* _Schriftliche Aufgabe a_:
Schreibe das Stück der Einträge von ihrem Anfang bis einschließlich der Zeile mit "M 117 114 L" Zeichen für Zeichen ab.

* _Ausgewählter Textauszug_:

Die Konturen von Nikolaus Bachlers erster "Erneuerungsspielzeit" nehmen Gestalt an, bieten gut Gemachtes und gut Gemeintes, lassen aber nicht gleichgültig. Hinter dem, was mit den Regiehandschriften von Martin Kusej (Macbeth) und Andreas Kriegenburg (Wozzeck) bislang an frischen Impulsen kam und vom routinierten Christoph Loy (Lucrezia Borgia) nicht ausgebremst wurde, blieb nun aber Barbara Frey zurück. Und das mit Janáceks Jenufa, dieser Geschichte, die sich fast von selbst spielt. Ganz gleich, ob man sie als menschliches Drama aus dem zeitlich fernen böhmischen Landleben oder aus der Nähe exemplarischen, menschlichen Versagens erzählt.

* _Vorliegende Einträge_:

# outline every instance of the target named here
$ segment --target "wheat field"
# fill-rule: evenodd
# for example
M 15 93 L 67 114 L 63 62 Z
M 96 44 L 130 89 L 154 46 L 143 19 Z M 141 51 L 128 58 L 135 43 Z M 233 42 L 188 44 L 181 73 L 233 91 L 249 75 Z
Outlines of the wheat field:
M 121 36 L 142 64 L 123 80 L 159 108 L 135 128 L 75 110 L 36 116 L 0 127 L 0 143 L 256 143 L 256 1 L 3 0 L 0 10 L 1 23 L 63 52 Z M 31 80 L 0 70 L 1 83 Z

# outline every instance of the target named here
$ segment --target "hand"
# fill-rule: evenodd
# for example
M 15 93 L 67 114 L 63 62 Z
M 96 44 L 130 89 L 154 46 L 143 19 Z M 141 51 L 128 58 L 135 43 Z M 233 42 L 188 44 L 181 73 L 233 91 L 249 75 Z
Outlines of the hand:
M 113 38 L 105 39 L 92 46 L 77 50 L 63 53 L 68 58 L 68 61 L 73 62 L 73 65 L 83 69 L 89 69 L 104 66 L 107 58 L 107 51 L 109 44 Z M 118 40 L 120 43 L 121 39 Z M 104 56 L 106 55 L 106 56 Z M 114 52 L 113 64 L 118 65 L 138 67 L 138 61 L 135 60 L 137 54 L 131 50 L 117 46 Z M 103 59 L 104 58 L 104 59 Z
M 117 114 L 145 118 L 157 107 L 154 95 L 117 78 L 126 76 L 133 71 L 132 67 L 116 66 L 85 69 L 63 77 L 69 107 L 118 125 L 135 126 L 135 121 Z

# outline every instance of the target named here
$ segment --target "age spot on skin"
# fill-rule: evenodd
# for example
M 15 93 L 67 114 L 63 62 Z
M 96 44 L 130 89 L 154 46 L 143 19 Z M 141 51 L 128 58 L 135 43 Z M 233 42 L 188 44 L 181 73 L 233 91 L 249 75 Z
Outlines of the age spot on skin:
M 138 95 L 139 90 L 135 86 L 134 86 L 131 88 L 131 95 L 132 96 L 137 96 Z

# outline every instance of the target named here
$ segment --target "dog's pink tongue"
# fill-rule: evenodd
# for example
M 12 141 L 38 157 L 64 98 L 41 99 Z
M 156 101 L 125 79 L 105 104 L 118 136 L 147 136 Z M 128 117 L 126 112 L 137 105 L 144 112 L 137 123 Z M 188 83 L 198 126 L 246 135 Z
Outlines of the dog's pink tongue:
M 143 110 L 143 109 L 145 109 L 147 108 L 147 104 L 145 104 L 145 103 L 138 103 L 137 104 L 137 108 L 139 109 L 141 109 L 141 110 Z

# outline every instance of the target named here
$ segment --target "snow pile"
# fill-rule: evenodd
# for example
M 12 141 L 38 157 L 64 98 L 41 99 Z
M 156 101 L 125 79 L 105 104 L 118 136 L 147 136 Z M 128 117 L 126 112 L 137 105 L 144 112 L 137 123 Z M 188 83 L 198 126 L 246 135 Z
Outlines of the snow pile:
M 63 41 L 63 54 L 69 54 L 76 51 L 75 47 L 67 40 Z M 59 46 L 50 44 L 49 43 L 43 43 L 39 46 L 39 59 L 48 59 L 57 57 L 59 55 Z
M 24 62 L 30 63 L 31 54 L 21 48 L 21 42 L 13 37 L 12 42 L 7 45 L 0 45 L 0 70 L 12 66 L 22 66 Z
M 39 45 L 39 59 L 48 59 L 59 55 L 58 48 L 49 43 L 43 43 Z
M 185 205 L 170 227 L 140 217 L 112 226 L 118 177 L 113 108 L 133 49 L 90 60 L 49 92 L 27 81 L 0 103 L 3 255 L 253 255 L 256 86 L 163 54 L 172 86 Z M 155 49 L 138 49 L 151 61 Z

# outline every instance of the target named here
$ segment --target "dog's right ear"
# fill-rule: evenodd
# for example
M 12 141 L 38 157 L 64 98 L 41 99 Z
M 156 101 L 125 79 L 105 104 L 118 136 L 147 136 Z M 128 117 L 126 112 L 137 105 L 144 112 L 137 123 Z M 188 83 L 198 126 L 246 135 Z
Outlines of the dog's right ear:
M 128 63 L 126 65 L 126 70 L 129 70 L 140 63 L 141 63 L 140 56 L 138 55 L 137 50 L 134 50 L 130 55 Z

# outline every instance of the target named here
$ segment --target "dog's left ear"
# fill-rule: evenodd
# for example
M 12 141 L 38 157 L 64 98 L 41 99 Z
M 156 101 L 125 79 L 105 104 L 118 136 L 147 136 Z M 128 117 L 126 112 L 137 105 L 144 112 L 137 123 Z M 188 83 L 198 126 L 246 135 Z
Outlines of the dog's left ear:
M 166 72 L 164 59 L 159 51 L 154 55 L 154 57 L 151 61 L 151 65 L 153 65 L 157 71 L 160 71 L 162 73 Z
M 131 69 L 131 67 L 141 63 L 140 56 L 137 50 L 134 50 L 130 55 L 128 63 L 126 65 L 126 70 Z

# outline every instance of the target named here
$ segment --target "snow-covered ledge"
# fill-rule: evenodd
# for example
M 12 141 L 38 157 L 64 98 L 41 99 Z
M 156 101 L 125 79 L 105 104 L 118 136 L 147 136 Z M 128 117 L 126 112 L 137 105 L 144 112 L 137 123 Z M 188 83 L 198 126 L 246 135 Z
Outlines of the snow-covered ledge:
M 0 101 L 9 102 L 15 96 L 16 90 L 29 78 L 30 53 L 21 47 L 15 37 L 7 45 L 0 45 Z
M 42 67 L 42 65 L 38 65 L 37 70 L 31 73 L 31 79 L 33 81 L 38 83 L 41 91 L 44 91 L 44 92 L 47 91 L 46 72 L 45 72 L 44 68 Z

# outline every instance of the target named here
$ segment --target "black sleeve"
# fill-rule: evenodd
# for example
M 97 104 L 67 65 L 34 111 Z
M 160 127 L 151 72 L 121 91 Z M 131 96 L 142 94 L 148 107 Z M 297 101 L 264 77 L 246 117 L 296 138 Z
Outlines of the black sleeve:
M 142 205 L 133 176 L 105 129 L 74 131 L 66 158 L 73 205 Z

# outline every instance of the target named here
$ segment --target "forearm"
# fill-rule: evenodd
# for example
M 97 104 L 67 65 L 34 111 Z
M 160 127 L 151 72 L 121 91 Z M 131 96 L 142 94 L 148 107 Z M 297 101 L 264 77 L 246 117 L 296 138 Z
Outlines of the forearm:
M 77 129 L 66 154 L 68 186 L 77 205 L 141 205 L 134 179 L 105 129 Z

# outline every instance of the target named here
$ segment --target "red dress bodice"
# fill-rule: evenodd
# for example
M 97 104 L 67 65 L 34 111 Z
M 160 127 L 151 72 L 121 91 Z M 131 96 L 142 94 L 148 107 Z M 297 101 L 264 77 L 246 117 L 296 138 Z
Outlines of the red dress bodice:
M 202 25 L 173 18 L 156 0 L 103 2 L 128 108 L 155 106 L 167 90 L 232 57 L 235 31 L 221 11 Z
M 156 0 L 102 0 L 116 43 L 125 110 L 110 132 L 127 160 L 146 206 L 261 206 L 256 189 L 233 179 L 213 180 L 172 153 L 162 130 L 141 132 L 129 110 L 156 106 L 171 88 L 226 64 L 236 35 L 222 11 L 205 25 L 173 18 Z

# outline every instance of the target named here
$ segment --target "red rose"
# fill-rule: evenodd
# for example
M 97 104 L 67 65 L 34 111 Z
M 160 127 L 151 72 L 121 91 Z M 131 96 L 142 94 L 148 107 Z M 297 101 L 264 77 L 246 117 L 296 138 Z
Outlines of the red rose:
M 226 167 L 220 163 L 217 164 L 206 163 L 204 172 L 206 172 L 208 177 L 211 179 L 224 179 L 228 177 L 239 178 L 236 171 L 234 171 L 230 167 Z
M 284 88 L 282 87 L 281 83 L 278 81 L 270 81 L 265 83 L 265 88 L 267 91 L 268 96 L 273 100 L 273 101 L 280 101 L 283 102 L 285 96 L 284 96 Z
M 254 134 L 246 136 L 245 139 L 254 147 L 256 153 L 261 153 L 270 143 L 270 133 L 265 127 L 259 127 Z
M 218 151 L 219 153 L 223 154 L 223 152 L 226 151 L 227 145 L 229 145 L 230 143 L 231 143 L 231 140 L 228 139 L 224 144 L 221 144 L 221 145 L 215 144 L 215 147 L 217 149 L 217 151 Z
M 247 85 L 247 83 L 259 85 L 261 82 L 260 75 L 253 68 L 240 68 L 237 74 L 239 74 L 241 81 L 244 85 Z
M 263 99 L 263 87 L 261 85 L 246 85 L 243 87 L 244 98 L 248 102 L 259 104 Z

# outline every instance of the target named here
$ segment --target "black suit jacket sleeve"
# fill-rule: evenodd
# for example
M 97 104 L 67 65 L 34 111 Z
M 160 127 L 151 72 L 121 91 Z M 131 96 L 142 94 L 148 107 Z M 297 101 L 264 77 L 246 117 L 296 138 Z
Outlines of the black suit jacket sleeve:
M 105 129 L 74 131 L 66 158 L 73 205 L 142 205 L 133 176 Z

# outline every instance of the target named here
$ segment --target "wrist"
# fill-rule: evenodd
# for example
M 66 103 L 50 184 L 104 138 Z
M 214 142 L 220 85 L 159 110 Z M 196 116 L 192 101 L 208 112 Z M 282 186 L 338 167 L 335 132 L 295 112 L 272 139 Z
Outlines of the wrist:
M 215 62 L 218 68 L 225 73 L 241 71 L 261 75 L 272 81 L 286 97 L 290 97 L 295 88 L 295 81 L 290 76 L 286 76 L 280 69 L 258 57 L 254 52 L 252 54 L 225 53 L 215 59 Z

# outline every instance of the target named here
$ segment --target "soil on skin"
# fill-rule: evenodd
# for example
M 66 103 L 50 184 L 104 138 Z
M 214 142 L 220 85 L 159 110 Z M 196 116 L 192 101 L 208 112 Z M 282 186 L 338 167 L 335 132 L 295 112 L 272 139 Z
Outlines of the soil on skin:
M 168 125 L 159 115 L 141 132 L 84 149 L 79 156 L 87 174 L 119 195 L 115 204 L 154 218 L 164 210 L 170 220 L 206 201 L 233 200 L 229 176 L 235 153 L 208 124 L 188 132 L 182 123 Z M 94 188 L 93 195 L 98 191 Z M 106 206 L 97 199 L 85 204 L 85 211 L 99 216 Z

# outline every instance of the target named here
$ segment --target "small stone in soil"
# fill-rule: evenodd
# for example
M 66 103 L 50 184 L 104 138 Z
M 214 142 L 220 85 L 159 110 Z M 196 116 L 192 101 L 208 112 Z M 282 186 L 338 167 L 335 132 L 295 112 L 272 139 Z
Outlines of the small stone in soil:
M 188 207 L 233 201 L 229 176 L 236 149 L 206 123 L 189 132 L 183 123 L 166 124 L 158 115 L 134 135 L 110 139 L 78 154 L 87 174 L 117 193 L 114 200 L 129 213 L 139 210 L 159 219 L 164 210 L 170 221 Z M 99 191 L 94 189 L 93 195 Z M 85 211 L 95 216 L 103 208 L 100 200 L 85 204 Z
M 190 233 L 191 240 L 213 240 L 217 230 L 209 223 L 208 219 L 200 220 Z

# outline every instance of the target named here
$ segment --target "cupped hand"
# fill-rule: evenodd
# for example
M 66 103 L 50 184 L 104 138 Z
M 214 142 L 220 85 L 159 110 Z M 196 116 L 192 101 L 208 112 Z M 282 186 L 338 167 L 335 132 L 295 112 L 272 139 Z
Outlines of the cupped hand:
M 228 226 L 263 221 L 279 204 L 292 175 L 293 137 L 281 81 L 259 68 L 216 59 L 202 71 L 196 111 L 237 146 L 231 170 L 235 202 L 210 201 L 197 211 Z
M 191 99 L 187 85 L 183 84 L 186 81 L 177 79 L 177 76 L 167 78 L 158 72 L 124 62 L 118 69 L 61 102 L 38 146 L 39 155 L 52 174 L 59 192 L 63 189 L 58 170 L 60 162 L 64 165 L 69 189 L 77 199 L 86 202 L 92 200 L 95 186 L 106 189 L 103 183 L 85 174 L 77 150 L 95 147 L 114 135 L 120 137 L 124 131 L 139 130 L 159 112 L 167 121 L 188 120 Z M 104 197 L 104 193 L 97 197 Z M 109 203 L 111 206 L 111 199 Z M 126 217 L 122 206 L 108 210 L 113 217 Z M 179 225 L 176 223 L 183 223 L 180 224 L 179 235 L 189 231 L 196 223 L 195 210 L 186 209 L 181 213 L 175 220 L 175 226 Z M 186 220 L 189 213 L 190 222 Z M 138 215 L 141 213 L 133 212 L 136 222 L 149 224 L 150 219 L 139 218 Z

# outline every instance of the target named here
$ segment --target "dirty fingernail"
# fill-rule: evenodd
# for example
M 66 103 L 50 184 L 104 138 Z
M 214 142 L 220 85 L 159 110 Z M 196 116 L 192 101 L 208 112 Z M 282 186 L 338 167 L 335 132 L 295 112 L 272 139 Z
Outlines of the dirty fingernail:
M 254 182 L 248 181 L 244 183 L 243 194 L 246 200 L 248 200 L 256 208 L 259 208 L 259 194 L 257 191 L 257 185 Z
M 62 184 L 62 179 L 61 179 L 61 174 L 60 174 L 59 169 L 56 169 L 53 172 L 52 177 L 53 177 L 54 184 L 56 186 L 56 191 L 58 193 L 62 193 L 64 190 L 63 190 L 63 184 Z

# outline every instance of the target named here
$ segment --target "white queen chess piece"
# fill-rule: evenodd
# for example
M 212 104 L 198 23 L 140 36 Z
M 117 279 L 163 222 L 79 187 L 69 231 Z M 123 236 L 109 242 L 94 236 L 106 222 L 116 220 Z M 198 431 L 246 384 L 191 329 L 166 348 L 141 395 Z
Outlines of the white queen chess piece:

* _Schriftliche Aufgabe b_:
Wiederhole aus der Opernkritik wortgetreu das Stück von "Die Konturen von" bis einschließlich "menschlichen Versagens erzählt.".

* _Schriftliche Antwort a_:
# outline every instance of the target named here
$ segment --target "wheat field"
# fill-rule: evenodd
# for example
M 15 93 L 67 114 L 63 62 Z
M 96 44 L 130 89 L 154 46 L 143 19 Z M 141 51 L 128 58 L 135 43 Z M 233 42 L 188 44 L 181 73 L 233 91 L 249 75 Z
Outlines of the wheat field:
M 121 36 L 142 64 L 123 80 L 159 108 L 135 128 L 75 110 L 36 116 L 0 127 L 0 143 L 256 143 L 256 1 L 3 0 L 0 10 L 1 23 L 63 52 Z M 31 80 L 0 70 L 1 83 Z

# outline every instance of the target named here
$ segment --target "hand"
# fill-rule: evenodd
# for example
M 15 93 L 67 114 L 63 62 Z
M 96 44 L 130 89 L 154 46 L 143 19 Z M 141 51 L 128 58 L 135 43 Z M 233 42 L 188 44 L 181 73 L 233 91 L 249 75 Z
Outlines of the hand:
M 113 38 L 105 39 L 92 46 L 77 50 L 63 53 L 68 58 L 68 61 L 73 62 L 73 65 L 83 69 L 89 69 L 104 66 L 107 58 L 107 51 L 109 44 Z M 118 40 L 120 43 L 121 39 Z M 104 56 L 106 55 L 106 56 Z M 114 52 L 113 64 L 118 65 L 138 67 L 138 61 L 135 60 L 137 54 L 131 50 L 117 46 Z M 103 59 L 104 58 L 104 59 Z
M 117 114 L 145 118 L 157 107 L 154 95 L 117 78 L 126 76 L 133 71 L 132 67 L 116 66 L 85 69 L 63 77 L 69 107 L 118 125 L 135 126 L 135 121 Z

* _Schriftliche Antwort b_:
Die Konturen von Nikolaus Bachlers erster "Erneuerungsspielzeit" nehmen Gestalt an, bieten gut Gemachtes und gut Gemeintes, lassen aber nicht gleichgültig. Hinter dem, was mit den Regiehandschriften von Martin Kusej (Macbeth) und Andreas Kriegenburg (Wozzeck) bislang an frischen Impulsen kam und vom routinierten Christoph Loy (Lucrezia Borgia) nicht ausgebremst wurde, blieb nun aber Barbara Frey zurück. Und das mit Janáceks Jenufa, dieser Geschichte, die sich fast von selbst spielt. Ganz gleich, ob man sie als menschliches Drama aus dem zeitlich fernen böhmischen Landleben oder aus der Nähe exemplarischen, menschlichen Versagens erzählt.